+++ Information supplied
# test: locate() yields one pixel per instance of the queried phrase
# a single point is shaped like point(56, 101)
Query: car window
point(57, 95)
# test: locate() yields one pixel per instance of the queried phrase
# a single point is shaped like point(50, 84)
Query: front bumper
++++++
* _What the task requires_
Nothing is wanted except the number of lines in the entries above that include the word "single".

* _Reply_
2